● Set task 1: Write out the part of the passage on pass-through entity withholding payments from "Reporting withholding payments" up to and including "make such payment.", word for word.

● Selected extract:

Reporting withholding payments made for owners. Where withholding must be paid under this proposed regulation, such payment is due by the federal estimated due date as required under Regulation Section 18662-8(c)(1)(B).17 Although Regulation Section 18662-8(c)(1) does not currently contain a subsection (c)(1)(B), the FTB has explained that this language was intended to reflect “the FTB’s anticipated updates to the Withholding Regulations at [Regulation] section 18662-8(c)(1)(B), requiring withholding payments by the federal estimated due dates.”18 If a pass-through entity is required to withhold and remit payments to the FTB, it must use a new form, Form 592-Q (Payment Voucher for Pass-through Entity Withholding), to make such payment.

● Provided entries:
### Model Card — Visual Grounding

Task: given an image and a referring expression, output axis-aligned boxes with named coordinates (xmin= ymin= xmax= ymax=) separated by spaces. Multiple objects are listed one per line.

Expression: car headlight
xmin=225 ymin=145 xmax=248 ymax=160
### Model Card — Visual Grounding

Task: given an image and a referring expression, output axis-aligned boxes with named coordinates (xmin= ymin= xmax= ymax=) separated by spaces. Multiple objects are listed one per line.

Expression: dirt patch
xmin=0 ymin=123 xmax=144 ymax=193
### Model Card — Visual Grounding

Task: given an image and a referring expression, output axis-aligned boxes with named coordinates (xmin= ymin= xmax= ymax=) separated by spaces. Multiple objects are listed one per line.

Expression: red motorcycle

● Set task 2: Give all of the records above again, line for line, with no changes.

● Complete response 1:
Reporting withholding payments made for owners. Where withholding must be paid under this proposed regulation, such payment is due by the federal estimated due date as required under Regulation Section 18662-8(c)(1)(B).17 Although Regulation Section 18662-8(c)(1) does not currently contain a subsection (c)(1)(B), the FTB has explained that this language was intended to reflect “the FTB’s anticipated updates to the Withholding Regulations at [Regulation] section 18662-8(c)(1)(B), requiring withholding payments by the federal estimated due dates.”18 If a pass-through entity is required to withhold and remit payments to the FTB, it must use a new form, Form 592-Q (Payment Voucher for Pass-through Entity Withholding), to make such payment.

● Complete response 2:
### Model Card — Visual Grounding

Task: given an image and a referring expression, output axis-aligned boxes with named coordinates (xmin= ymin= xmax= ymax=) separated by spaces. Multiple objects are listed one per line.

Expression: car headlight
xmin=225 ymin=145 xmax=248 ymax=160
### Model Card — Visual Grounding

Task: given an image and a referring expression, output axis-aligned boxes with named coordinates (xmin= ymin= xmax= ymax=) separated by spaces. Multiple objects are listed one per line.

Expression: dirt patch
xmin=0 ymin=123 xmax=144 ymax=193
### Model Card — Visual Grounding

Task: given an image and a referring expression, output axis-aligned boxes with named coordinates (xmin= ymin= xmax= ymax=) separated by spaces. Multiple objects are listed one per line.

Expression: red motorcycle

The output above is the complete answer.